Wesley creía que cada multitud, por desorganizada que fuera, tenía a alguien dentro que era un líder potencial. Una vez que tenía una idea intuitiva de quién era, se olvidaba de todos los demás y ponía toda su energía en comunicarse con esa persona. Si los gritos eran demasiado fuertes para que lo escucharan, Wesley simplemente hacía contacto visual, enfocándose completamente en esta persona que era un líder potencial. Y, cada vez, esa persona hacía algo para alejar a la multitud de golpear a Wesley, y en efecto salvarle la vida».
La historia de Lawson fue lo que recordé en esa fracción de segundo en la calle 52, y como no tenía ninguna otra idea, decidí probarla.
Escaneé al grupo de jóvenes y, confiando en mi intuición, decidí que el «líder» no era el tipo que me estaba empujando y metiéndose en mi cara. (¿Qué estaba diciendo ese tipo? ¿Por qué mis oídos no funcionan, solo mis ojos? ¿Y por qué los demás del grupo se acercan a mí?)
Decidí que el líder era otro joven, que estaba un poco más atrás con una expresión pensativa en sus ojos. Canalizando a Wesley, enfoqué mi energía en él.
¿Por qué me estáis haciendo esto?

[Ejercicios propuestos]
1 > Vuelve a escribir el fragmento desde «Decidí que el líder» hasta «estáis haciendo esto?», incluidas ambas partes.
2 > Copia literalmente todas las oraciones interrogativas que contiene el fragmento.

[Datos proporcionados]

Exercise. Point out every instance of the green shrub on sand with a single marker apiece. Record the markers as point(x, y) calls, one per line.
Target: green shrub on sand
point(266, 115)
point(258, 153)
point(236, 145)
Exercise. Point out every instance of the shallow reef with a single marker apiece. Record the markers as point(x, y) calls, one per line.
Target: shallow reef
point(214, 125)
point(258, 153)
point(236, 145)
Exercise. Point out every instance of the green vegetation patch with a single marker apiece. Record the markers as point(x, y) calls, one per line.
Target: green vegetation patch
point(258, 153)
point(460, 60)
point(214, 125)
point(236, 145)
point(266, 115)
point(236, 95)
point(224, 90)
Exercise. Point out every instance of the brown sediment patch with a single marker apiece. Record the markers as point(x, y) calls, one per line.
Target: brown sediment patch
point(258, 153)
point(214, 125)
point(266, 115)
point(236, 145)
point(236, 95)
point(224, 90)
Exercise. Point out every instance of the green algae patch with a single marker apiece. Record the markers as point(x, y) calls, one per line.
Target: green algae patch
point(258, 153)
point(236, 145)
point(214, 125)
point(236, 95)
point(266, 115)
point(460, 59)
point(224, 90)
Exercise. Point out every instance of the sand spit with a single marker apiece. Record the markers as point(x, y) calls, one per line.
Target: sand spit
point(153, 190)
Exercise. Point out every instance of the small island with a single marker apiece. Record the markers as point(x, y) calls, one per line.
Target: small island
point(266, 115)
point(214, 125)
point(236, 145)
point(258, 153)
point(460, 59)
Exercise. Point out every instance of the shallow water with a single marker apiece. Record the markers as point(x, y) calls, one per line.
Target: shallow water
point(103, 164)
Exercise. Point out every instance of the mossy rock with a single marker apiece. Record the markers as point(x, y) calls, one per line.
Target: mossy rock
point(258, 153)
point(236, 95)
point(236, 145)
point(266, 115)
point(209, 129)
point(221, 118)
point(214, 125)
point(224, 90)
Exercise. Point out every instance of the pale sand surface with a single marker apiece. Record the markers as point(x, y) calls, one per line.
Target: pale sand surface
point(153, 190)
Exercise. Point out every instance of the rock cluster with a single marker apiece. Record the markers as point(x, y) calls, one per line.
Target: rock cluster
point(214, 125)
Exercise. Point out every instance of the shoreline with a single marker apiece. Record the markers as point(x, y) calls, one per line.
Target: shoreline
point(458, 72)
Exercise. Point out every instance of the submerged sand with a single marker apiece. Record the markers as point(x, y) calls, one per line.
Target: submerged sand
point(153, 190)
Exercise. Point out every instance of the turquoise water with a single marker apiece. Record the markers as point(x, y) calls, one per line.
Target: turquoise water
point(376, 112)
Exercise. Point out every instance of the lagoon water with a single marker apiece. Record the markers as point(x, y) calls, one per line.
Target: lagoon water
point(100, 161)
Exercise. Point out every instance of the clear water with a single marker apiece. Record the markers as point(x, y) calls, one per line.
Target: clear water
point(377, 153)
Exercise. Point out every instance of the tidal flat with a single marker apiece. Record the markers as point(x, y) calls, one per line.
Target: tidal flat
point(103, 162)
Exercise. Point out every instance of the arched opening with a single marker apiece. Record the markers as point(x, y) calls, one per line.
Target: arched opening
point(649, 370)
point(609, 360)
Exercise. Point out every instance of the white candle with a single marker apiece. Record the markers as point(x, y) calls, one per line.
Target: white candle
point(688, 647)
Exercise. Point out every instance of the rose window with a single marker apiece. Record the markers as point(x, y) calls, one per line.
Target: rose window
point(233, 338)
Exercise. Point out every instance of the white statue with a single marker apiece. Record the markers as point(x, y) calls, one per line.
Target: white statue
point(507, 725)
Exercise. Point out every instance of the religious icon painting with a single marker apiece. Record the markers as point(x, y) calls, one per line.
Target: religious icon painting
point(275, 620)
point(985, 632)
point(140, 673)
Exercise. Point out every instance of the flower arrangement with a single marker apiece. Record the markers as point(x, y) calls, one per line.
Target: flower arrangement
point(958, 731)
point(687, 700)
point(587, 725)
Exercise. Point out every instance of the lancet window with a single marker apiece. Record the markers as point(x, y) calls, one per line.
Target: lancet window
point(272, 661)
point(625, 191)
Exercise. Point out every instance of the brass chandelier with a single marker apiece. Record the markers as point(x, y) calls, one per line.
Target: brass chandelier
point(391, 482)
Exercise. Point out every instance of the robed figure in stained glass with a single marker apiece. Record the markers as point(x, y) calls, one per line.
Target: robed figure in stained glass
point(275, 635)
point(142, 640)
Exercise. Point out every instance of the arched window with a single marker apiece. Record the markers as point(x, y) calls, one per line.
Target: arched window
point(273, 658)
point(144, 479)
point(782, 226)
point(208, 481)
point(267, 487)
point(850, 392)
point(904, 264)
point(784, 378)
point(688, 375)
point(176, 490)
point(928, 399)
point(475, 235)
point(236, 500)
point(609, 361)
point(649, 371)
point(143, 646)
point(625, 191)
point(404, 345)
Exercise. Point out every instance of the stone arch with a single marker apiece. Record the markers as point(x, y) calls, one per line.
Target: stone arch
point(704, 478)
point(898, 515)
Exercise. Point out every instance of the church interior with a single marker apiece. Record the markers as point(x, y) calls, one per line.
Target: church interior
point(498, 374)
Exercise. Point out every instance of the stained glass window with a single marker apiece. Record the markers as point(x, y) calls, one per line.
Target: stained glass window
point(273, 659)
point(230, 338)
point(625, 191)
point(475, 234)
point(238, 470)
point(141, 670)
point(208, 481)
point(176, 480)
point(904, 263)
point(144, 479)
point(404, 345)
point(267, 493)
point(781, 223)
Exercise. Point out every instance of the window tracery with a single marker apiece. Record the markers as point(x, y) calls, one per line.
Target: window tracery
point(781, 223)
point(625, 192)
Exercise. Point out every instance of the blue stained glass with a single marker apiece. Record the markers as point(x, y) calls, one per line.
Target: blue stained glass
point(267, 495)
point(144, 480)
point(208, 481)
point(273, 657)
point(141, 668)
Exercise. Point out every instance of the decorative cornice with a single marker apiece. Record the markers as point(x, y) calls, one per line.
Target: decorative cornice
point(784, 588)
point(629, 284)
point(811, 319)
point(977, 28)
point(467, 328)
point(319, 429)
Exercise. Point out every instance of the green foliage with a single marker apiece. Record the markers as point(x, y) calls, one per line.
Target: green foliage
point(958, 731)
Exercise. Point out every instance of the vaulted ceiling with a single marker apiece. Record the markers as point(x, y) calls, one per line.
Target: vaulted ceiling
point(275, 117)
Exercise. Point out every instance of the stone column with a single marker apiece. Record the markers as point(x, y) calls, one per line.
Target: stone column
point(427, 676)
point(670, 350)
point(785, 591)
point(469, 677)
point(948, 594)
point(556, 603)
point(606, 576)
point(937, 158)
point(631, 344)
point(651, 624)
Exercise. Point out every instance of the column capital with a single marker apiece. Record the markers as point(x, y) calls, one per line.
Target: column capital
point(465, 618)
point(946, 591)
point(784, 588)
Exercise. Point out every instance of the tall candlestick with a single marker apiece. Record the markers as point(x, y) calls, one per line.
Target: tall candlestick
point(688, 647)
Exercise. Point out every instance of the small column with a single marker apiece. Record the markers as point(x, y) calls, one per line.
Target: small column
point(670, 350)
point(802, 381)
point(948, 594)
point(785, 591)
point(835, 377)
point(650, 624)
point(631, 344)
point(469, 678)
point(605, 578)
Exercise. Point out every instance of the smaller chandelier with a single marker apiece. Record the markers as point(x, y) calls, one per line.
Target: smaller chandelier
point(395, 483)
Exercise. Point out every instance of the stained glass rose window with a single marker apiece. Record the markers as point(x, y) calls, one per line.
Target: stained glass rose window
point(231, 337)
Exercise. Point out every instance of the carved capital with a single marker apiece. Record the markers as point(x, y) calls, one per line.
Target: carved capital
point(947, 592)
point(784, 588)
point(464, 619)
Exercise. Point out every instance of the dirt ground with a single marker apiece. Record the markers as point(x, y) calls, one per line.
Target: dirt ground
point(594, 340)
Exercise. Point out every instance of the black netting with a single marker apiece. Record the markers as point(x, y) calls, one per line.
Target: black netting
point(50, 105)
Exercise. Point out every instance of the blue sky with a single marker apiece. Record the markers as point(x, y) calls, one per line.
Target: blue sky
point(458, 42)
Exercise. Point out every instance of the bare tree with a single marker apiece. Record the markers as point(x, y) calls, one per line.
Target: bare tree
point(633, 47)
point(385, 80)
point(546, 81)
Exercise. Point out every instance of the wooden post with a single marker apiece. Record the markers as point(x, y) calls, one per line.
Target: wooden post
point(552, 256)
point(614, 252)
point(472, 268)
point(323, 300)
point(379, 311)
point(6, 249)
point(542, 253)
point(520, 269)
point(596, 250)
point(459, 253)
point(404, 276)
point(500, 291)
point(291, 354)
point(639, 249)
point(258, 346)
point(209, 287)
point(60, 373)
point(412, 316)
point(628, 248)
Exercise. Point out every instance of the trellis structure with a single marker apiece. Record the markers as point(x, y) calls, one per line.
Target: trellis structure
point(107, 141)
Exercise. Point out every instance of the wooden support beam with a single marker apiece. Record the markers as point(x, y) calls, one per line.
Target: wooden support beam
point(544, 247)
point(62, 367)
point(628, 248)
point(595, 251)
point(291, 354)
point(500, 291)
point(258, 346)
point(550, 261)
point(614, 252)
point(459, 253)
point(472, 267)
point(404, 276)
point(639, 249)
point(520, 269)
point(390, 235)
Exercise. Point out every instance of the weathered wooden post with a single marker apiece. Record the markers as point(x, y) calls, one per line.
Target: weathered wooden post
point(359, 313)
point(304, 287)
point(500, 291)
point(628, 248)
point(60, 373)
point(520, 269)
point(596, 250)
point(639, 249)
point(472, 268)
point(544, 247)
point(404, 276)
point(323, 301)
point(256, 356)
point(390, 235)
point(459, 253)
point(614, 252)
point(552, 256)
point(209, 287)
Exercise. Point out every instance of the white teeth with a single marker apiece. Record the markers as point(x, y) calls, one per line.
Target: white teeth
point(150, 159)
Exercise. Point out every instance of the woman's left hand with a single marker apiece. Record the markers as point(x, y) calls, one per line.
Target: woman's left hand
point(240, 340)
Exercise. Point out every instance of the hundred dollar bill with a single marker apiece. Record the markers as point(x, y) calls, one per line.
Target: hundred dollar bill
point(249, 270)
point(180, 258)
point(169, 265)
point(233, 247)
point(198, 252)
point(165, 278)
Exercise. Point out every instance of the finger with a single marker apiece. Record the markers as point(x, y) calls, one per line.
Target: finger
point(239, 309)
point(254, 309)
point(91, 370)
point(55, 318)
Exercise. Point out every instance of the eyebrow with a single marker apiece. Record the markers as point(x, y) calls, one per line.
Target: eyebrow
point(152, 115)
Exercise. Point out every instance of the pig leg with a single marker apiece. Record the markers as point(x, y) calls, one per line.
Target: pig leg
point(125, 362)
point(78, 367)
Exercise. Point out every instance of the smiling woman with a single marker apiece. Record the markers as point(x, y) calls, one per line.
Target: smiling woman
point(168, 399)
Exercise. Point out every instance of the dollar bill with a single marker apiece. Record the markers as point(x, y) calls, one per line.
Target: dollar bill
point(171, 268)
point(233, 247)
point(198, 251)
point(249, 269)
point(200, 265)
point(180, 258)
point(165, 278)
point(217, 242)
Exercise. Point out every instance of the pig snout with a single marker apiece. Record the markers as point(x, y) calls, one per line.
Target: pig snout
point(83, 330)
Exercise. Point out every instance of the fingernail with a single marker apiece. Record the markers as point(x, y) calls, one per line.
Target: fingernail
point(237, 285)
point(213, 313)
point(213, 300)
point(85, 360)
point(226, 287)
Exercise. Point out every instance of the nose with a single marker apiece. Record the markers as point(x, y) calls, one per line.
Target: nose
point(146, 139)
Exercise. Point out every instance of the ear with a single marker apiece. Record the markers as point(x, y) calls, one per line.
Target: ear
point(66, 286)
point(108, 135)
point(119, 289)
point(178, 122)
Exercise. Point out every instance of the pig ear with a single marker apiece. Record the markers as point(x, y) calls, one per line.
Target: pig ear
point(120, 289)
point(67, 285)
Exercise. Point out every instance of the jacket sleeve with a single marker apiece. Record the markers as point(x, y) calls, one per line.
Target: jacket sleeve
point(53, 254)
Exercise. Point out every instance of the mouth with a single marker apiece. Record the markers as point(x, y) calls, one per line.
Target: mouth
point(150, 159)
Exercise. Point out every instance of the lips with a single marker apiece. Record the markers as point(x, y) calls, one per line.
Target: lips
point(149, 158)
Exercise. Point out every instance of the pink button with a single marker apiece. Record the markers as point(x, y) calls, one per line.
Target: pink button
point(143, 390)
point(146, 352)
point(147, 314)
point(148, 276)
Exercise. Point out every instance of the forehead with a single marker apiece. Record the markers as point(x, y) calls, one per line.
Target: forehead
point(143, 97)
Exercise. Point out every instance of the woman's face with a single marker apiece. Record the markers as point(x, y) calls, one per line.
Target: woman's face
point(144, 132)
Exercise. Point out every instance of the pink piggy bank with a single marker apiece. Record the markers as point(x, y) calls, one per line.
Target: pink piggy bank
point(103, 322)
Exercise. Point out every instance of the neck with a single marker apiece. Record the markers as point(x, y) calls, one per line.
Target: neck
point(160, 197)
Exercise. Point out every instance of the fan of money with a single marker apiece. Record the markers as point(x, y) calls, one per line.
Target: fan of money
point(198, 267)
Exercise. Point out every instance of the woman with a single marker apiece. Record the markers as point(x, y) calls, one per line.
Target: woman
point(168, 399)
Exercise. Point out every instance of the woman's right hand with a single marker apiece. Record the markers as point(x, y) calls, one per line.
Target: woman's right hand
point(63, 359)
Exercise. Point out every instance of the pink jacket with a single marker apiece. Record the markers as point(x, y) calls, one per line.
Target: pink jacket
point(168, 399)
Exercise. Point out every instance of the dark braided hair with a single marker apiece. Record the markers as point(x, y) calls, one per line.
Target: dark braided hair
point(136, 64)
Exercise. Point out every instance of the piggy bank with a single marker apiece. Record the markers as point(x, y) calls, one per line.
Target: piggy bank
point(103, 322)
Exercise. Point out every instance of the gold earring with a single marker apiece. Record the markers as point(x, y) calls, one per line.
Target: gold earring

[Respuestas]
1 >
Decidí que el líder era otro joven, que estaba un poco más atrás con una expresión pensativa en sus ojos. Canalizando a Wesley, enfoqué mi energía en él.
¿Por qué me estáis haciendo esto?

2 >
- ¿Qué estaba diciendo ese tipo?
- ¿Por qué mis oídos no funcionan, solo mis ojos?
- ¿Y por qué los demás del grupo se acercan a mí?
- ¿Por qué me estáis haciendo esto?